[Requirements] Please put every line of the records below into a numbered list, skipping blank lines. Leave the pictures out.

[Records of image region outlines]
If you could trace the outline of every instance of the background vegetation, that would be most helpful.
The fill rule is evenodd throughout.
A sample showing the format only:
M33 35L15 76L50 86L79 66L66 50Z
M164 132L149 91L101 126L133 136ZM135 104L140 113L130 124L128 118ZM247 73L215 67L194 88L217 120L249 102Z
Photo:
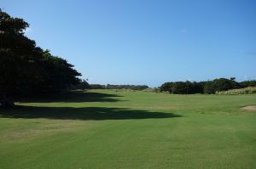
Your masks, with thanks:
M168 92L174 94L207 93L238 89L247 87L256 87L256 81L236 82L235 77L230 79L219 78L207 82L165 82L160 87L160 92Z

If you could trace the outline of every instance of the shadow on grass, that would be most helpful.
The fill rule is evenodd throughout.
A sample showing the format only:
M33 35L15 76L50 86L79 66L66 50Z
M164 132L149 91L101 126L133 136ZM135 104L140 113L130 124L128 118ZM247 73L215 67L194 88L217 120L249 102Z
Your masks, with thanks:
M119 102L125 101L118 99L122 96L102 93L92 93L84 91L70 91L61 94L46 96L44 98L16 99L15 102L22 103L81 103L81 102Z
M47 118L66 120L128 120L181 117L179 115L124 108L102 107L32 107L19 105L13 110L0 110L0 117Z

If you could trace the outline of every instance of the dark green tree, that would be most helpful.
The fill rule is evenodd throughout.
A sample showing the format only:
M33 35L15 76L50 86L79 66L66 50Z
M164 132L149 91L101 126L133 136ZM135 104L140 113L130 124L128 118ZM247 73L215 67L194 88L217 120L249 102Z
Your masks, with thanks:
M12 96L56 93L79 82L73 65L24 35L28 26L0 9L1 107L13 106Z

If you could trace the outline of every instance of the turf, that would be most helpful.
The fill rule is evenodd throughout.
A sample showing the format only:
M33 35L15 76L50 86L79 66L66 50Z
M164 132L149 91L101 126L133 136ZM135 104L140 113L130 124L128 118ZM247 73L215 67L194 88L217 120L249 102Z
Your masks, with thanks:
M0 110L0 168L256 168L256 95L75 91Z

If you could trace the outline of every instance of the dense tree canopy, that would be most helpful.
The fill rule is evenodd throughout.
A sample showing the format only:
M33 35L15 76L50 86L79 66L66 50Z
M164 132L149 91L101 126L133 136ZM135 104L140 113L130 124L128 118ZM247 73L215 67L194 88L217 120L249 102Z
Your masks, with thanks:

[Response to this exercise]
1. If you could trace the outline of every instance of the background vegetation, that would be most helpful.
2. The fill rule is evenodd throughout.
3. A sample showing the format only:
4. M33 35L15 76L50 86L79 66L66 50Z
5. M164 132L149 91L101 126L133 136ZM135 104L140 113L130 124L128 118ZM247 73L215 67L194 88L217 120L249 102Z
6. Photo:
7. Your masks, with thanks:
8. M168 92L174 94L207 93L238 89L247 87L256 87L256 81L236 82L235 77L230 79L219 78L207 82L165 82L160 87L160 92Z
9. If you could trace the outline of every instance of the shadow on grass, that would be most helpful.
10. The fill rule is evenodd throughout.
11. A sample showing the format only:
12. M33 35L15 76L50 86L79 66L66 50Z
13. M164 132L149 91L101 126L133 136ZM135 104L140 113L130 124L128 118ZM247 73L215 67L194 88L217 120L249 102Z
14. Your masks, with thanks:
15. M119 102L125 101L118 99L122 96L102 93L92 93L84 91L70 91L61 94L46 96L44 98L16 99L15 102L22 103L81 103L81 102Z
16. M47 118L66 120L128 120L181 117L179 115L124 108L102 107L32 107L19 105L13 110L0 110L0 117Z
17. If you could trace the outline of every instance of the dark green tree, that would be most helpful.
18. The fill rule is evenodd throughout.
19. A sample showing the format only:
20. M33 35L15 76L50 86L79 66L66 50Z
21. M164 132L149 91L101 126L133 136ZM135 104L140 113L130 124L128 118ZM247 73L215 67L194 88L217 120L249 102Z
22. Your masks, with thanks:
23. M12 96L56 93L79 82L73 65L24 35L28 26L0 9L1 107L13 106Z
24. If you could trace the outline of every instance of the turf, that would be most helpful.
25. The fill rule is evenodd throughout.
26. A sample showing the format only:
27. M33 35L15 76L50 86L79 66L66 50Z
28. M164 132L149 91L101 126L133 136ZM135 104L140 113L130 124L128 118ZM247 73L215 67L194 88L217 120L249 102Z
29. Your masks, with thanks:
30. M0 110L0 168L256 168L256 95L75 91Z
31. If you could trace the outline of every instance of the dense tree canopy, that would be most helpful.
32. The fill rule is evenodd throughout.
33. A sample showing the format only:
34. M33 35L15 76L50 86L79 66L66 50Z
35. M164 132L149 91L101 126L133 136ZM135 104L140 113L130 124L128 118ZM247 73L215 67L194 88L217 120L249 102Z
36. Your masks, with thanks:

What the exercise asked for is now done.